Remember that MapReduce jobs can be written in many different languages (Java is the original but not the only one) and can use all the tools of that language. If you’re writing in Java and want to parse text, go for it. If you want to convert image formats and keep track of sizes or conversion time, feel free. If you’re writing in PHP or node.js or Python and want to pull extra information from webservices to compare against, be my guest (but don’t bottleneck your job). These Mapper and Reducer classes are generally small and lightweight, but remember that you can do any programming magic you desire in them. It’s up to you and your imagination.

That being said, the Cloudera Quick Start VM is awesome. It’s free to download and comes preconfigured with Cloudera Manager, HDFS, Hive, Hue, MapReduce, Oozie, ZooKeeper, Flume, HBase, Cloudera Impala, Cloudera Search, and YARN. It even comes with example queries and scripts. If you’re really wanting to find out what Hadoop and MapReduce are about, I’d recommend starting with it.

Hadoop Can Be Fairly Breakable

While Hadoop is awesome in its ability to scale and provide fault tolerance at the DataNode level through block replication, the overall system is fairly weak thanks to the single points of failure on the NameNode. The NameNode itself is a single point of failure, though Hadoop 0.23 and higher can have a Secondary NameNode. On the NameNode comes the JobTracker which is also a single point of failure. However, from what I understand MapReduce 2 will help alleviate that a bit.

__Supplied material__:
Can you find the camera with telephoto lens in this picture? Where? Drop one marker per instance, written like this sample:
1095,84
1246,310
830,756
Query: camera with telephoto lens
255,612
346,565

__What you will do__:
a) Print the entries above again with every line unchanged.
b) Continue the Hadoop passage from where it stops.

__Task responses__:
a)
Can you find the camera with telephoto lens in this picture? Where? Drop one marker per instance, written like this sample:
1095,84
1246,310
830,756
Query: camera with telephoto lens
255,612
346,565

b)
Also, even though you use the Hadoop Filesystem (HDFS) for putting and getting data, that filesystem is really just a virtual filesystem over a share-nothing cluster of local filesystems on your DataNodes. Even though access into the HDFS files is governed by the ‘hadoop’ binary or other APIs, you can log into a DataNode and remove data blocks fairly easily. I’m not saying this is a flaw; hell, you could do the same with Oracle, where any ‘dba’ user can overwrite and tear up a database. In fact, Oracle is more susceptible due to the lack of block replication. But it’s still worth noting.

Third is security. By default the security of writing and running jobs in Hadoop sucks. If you really want good security you need to configure it with kerberos. Apparently this has been well discussed.

Hadoop is Just the Beginning

Being the horrible student that I am, I took some time to delve into other software on my first day such as Hue, Hive, HBase, and Pig. Hue is pretty awesome as a UI to the ecosystem as a whole, not much to say there. But looking at Hive and Pig specifically, tinkering a bit with some PigLatin, and playing with some sample data in Hive got me realizing that understanding HDFS and MapReduce are things I really need to do…so I can move onto learning more.

My current set of goals are to finish the course, take my Cloudera Certified Developer for Apache Hadoop (CCDH) exam, and starting learning Pig and Mahout. However, from what I can tell this will be my favorite kind of learning experience: one with a twist at every new finding. The kind of weekend project that turns into a week project, then multi-week, then consumes you until you realize, “Hey, I know this crap.”

Wish me luck.